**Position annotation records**
============================================================

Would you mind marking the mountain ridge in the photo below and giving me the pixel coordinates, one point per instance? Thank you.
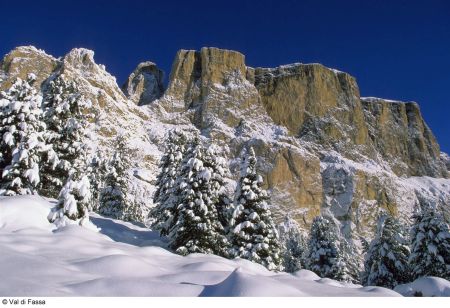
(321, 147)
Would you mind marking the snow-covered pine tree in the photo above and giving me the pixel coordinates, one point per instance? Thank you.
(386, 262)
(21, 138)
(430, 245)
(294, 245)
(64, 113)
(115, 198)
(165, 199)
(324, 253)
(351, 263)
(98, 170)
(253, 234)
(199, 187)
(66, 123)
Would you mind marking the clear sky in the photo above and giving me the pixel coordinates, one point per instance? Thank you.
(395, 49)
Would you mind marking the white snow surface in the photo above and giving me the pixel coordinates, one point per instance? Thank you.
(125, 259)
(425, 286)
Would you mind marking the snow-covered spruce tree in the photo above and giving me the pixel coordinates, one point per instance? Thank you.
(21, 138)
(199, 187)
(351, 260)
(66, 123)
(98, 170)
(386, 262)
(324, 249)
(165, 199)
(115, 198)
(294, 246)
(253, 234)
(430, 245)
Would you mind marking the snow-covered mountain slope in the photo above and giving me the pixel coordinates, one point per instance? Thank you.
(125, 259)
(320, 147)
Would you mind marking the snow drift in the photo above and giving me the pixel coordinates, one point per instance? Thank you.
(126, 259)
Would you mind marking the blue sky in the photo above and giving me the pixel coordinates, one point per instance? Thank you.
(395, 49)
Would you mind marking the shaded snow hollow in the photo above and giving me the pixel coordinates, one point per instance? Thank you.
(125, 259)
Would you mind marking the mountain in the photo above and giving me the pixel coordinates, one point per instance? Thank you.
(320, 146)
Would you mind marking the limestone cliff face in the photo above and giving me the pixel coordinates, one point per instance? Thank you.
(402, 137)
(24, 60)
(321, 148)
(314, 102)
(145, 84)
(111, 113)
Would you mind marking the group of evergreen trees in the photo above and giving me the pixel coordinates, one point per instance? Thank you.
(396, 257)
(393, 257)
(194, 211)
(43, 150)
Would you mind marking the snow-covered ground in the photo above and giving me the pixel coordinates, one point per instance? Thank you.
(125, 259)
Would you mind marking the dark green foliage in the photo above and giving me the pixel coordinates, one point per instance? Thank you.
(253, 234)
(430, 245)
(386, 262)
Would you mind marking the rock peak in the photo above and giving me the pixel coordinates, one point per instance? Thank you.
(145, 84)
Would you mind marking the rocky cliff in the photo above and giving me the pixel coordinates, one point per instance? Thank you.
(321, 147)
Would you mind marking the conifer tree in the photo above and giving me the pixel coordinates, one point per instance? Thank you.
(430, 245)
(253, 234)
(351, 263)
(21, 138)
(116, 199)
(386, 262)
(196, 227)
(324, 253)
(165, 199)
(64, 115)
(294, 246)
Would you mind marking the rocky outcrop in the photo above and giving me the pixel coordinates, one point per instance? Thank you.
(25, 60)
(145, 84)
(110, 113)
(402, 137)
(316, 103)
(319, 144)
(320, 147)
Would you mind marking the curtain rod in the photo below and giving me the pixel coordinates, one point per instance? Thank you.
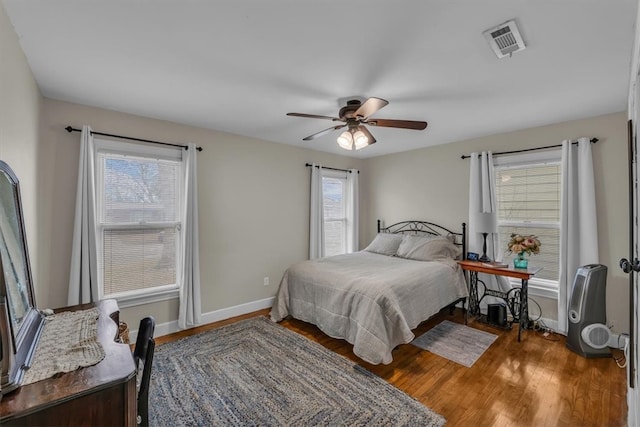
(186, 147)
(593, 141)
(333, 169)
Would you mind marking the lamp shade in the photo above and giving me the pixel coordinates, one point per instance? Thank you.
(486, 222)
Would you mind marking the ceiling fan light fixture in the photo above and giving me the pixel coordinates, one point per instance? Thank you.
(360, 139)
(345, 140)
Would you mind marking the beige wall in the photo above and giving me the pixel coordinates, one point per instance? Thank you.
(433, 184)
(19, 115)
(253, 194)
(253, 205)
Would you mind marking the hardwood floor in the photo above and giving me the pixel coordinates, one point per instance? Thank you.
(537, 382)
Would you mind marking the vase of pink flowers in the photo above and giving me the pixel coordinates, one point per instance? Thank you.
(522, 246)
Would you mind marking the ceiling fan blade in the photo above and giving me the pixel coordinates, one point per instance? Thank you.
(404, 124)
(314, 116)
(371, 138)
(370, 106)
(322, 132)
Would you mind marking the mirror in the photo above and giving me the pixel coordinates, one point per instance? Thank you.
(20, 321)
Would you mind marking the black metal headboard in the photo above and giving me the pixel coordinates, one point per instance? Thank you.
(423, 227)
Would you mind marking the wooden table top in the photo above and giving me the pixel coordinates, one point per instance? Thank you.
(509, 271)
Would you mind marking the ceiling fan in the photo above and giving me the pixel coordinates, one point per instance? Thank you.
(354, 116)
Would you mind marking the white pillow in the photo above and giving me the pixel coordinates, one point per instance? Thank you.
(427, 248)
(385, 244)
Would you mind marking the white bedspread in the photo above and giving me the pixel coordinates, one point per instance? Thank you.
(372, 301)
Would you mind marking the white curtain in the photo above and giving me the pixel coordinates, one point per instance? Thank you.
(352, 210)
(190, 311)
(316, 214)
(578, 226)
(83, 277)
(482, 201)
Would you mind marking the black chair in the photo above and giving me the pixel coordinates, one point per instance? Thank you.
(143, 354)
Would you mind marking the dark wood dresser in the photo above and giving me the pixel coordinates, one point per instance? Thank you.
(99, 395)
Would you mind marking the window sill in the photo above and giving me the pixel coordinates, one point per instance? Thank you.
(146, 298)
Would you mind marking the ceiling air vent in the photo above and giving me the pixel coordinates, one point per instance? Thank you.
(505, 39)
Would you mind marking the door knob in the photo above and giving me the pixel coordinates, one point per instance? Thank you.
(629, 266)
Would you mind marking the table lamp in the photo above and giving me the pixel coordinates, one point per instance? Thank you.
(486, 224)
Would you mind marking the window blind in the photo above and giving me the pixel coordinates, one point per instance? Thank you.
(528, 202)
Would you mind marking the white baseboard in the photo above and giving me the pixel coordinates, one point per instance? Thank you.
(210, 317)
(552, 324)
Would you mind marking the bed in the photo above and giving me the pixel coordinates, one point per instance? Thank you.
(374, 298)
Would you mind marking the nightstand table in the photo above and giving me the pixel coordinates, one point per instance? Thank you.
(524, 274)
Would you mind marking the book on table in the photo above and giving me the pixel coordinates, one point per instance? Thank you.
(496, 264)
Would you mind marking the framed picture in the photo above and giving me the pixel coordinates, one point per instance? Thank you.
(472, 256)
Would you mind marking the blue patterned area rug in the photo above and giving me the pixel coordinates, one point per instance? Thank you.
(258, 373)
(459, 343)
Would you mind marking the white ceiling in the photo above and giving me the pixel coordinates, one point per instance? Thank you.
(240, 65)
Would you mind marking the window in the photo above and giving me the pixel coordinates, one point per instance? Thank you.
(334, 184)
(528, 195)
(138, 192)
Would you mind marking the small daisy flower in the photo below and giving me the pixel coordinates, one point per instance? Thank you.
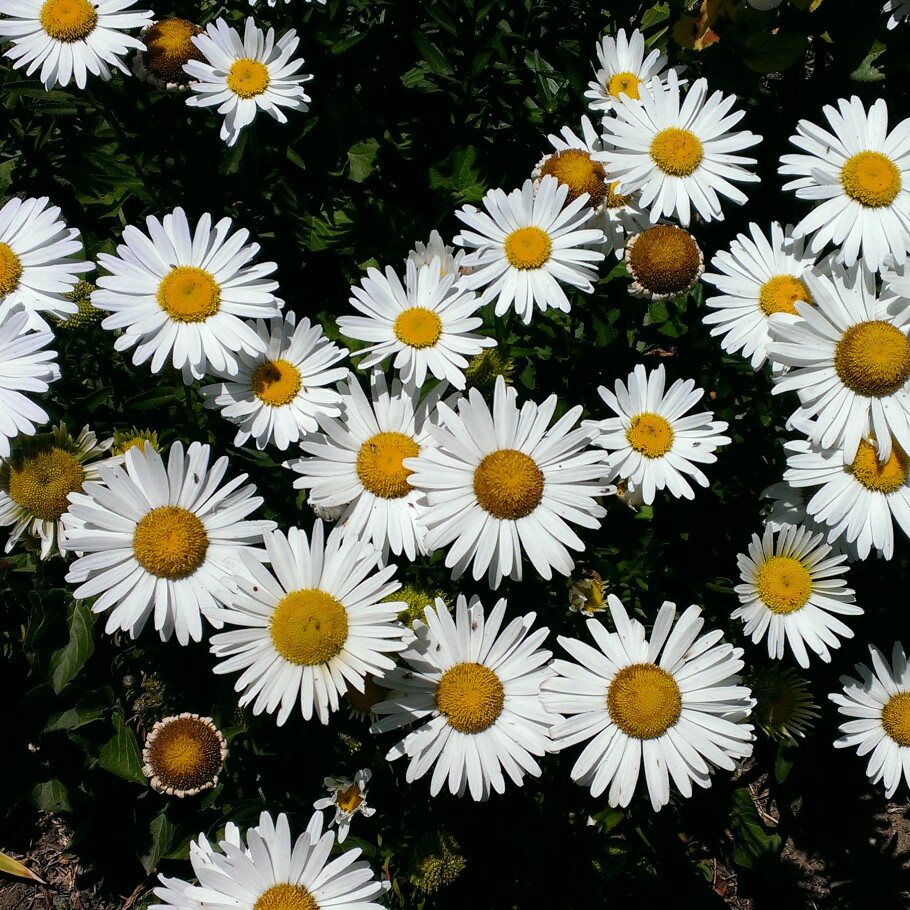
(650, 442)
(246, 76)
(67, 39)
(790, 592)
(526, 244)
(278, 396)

============================================================

Retype every one of the records above line for line without any changes, but leave out the pictures.

**Solution to this task**
Would you mind marking the mountain ridge in the photo below and giving me the pixel coordinates, one point per instance? Thank you.
(321, 147)
Would you mind marking the snow-covered pine tree in the photo above and giving me the pixel coordinates, one point per instance? Thank you.
(386, 262)
(21, 138)
(430, 245)
(294, 245)
(64, 113)
(115, 198)
(165, 199)
(324, 253)
(351, 263)
(98, 170)
(253, 234)
(199, 187)
(66, 123)
Would you mind marking the clear sky in the photo above and giving me the pixel coordinates, one point per instance? Thank you.
(395, 49)
Would you mind marking the white snow surface in the photo above and giving me the pixel coordinates, one point per instance? Thank you.
(125, 259)
(425, 286)
Would you mind marking the snow-covered spruce tree in the photo above and giving me the pixel coordinates, one point per instance? Thank you.
(21, 138)
(199, 187)
(351, 260)
(66, 123)
(98, 170)
(386, 262)
(324, 249)
(165, 199)
(115, 198)
(294, 246)
(253, 234)
(430, 245)
Would you mind marking the snow-covered mountain slope in the photo above and giving me the pixel coordinates, one point per instance? Thank you.
(125, 259)
(320, 147)
Would you mind marking the snow drift in the photo above and giving me the pixel coordinates, one point per instance? Thank you.
(126, 259)
Would you mind marking the blue sky in the photo above and giving me the pixel coordinates, one point per instance? Thank you.
(395, 49)
Would you mind marking the shaded snow hollow in the photo above and giving me the pixel coordinates, one point per instance? Thank you.
(125, 259)
Would you mind marking the mountain in the photo above and giving me the pixel coordinates, one point per instance? Thank you.
(320, 146)
Would you mind marking the limestone cliff face in the photo above and giving me the pixel coordinates, one point per instance? Thank you.
(402, 137)
(24, 60)
(321, 148)
(314, 102)
(145, 84)
(111, 113)
Would you mind marking the group of evergreen trees in the photo above and giving me the pixel coordinates, one point per instance? Thank you.
(396, 257)
(393, 257)
(194, 211)
(43, 150)
Would you mind marking the snow-covered ground in the photo above and giving me the pixel coordinates, one point per instance? Thank you.
(125, 259)
Would you mind marking the dark green foliage in the photo above and giving me the pixel coordinates, one point per instance? Thank you.
(253, 234)
(430, 245)
(386, 262)
Would you mind marking the rock peak in the photo above and giving me the pixel coordinates, one point per instance? Thank you.
(145, 84)
Would you mind marking the rocky cliff in the photo above and giving me the pixel coordinates, one point per instance? Thank you.
(321, 147)
Would you mind marking the conifer tree in the photo above and giving me the pixel coordinates, one point per instance? Thank you.
(430, 245)
(253, 234)
(351, 263)
(21, 138)
(116, 199)
(386, 262)
(196, 227)
(324, 253)
(165, 199)
(64, 115)
(294, 246)
Would you mind marking the rocky outcrop in the photo above and giving me the pixel coordinates, one point per instance? Thank you.
(25, 60)
(145, 84)
(110, 113)
(402, 137)
(316, 103)
(319, 144)
(320, 147)
Would you mind marking the curtain rod in the photo below and giving me the pixel coordinates, one point per instance? Thank you.
(186, 147)
(593, 141)
(333, 169)
Would you mind marking the lamp shade in the photo above and giving me the pixel coordinates, one point per instance? Thank you.
(486, 222)
Would you mind marking the ceiling fan light fixture in the photo above and giving me the pixel coordinates, one point per instance? Thank you.
(360, 139)
(345, 140)
Would you mind marking the beige wall in the photo above and giving me the pixel coordinates, one point per instance? Thank you.
(433, 184)
(19, 115)
(253, 194)
(253, 205)
Would you mind marking the hardwood floor in the photo above and giving me the pixel coordinates, one point per instance? Thank you.
(537, 382)
Would you mind marking the vase of pink flowers in the photo above and giving me the pixel coordinates, one point per instance? Thank you.
(522, 246)
Would you mind marking the ceiling fan blade in the photo above and giving me the pixel coordinates, one point per instance? Thank you.
(404, 124)
(314, 116)
(371, 138)
(370, 106)
(322, 132)
Would you mind marking the mirror in the photo above and giving me the pixel coordinates, one point per instance? Thank you.
(20, 321)
Would you mind marking the black metal headboard in the photo above and giving me the pixel coordinates, one point per instance? Thank you.
(423, 227)
Would you mind marking the wooden table top in the photo above and giving me the pixel coordinates, one point per instance? Thank you.
(509, 271)
Would you mind marking the ceiling fan in the photo above and giving me the pixel coordinates, one point per instance? Thank you.
(354, 116)
Would you mind marking the white pillow in the photo above and giving me the pixel coordinates, one point per instance? Thank you.
(427, 248)
(385, 244)
Would you mind marking the white bedspread in the photo above and giving me the pixel coordinates, one point per instance? Thank you.
(372, 301)
Would you mind marking the white curtain in the photo above and giving me the pixel coordinates, one point per instance? Thank you.
(352, 210)
(190, 311)
(316, 214)
(578, 226)
(83, 277)
(482, 201)
Would you mind marking the black chair in the photo above and giving me the pixel coordinates, one point per instance? Thank you.
(143, 354)
Would you mind marking the dark wood dresser in the photo above and giving me the pixel coordinates, one point per instance? Thank you.
(99, 395)
Would you mind marking the window sill in the photo above and giving me the pixel coordinates, one point per instance? Thank you.
(146, 298)
Would you mind marking the ceiling air vent in the photo above and giving me the pixel coordinates, one point per instance? Thank you.
(505, 39)
Would you mind marking the door knob in the photo above and giving me the pixel coordinates, one point per instance? Thank you.
(629, 266)
Would you mind marking the table lamp in the photo above and giving me the pixel coordinates, one point per instance? Thank you.
(486, 224)
Would you mind marking the window blind in the photo above and giving me the pixel coordinates, one point per instance? Thank you.
(528, 202)
Would you mind marking the white baseboard in the photo above and giving me the pixel coordinates, one point per instance? Thank you.
(210, 317)
(552, 324)
Would you mind marking the bed in the photo above and giving me the pixel coordinates, one point per instance? Thank you.
(374, 298)
Would you mind marking the nightstand table in the photo above and giving me the pixel coordinates, one point per instance? Thank you.
(524, 274)
Would you mind marking the book on table in the photo above and giving me the pixel coordinates, one point per instance? Thank you.
(496, 264)
Would you mind marking the framed picture in the photo above and giving me the pixel coordinates, one point per instance? Thank you.
(472, 256)
Would you mind marking the blue patterned area rug in the photo above and giving me the pixel coordinates, one point per instance? Thank you.
(258, 373)
(459, 343)
Would you mind marking the white ceiling in the photo above and giving me the pixel coordinates, one point per instance? Thank you.
(240, 65)
Would you mind marking the window in the photo above and giving me the pixel coordinates, one point per instance? Thank you.
(334, 184)
(528, 195)
(138, 192)
Would you mind marking the small daisy flower in the photo below and giving me the pixel coordinates, one point per instance? Thank you.
(650, 442)
(246, 76)
(67, 39)
(790, 592)
(526, 244)
(278, 396)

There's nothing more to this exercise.